[DESCRIPTION OF THE TASK] Repeat exactly the lines from the start of the entries below through the line containing "bbox: white pitch line". Omit the rest.

[PROVIDED DATA]

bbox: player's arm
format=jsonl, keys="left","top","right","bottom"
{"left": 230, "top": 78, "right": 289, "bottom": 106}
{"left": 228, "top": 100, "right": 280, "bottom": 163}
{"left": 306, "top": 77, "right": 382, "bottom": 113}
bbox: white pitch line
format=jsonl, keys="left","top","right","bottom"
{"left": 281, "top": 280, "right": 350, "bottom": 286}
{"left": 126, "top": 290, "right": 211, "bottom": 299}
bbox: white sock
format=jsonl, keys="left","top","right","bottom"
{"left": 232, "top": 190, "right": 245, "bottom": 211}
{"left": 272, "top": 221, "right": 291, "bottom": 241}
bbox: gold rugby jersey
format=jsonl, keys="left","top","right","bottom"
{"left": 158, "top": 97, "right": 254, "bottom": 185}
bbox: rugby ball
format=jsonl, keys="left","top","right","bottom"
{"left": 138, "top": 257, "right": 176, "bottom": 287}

[ANSWER SECTION]
bbox: player's arm
format=jsonl, keys="left","top","right","bottom"
{"left": 230, "top": 78, "right": 289, "bottom": 106}
{"left": 228, "top": 100, "right": 280, "bottom": 163}
{"left": 306, "top": 77, "right": 382, "bottom": 113}
bbox: white pitch line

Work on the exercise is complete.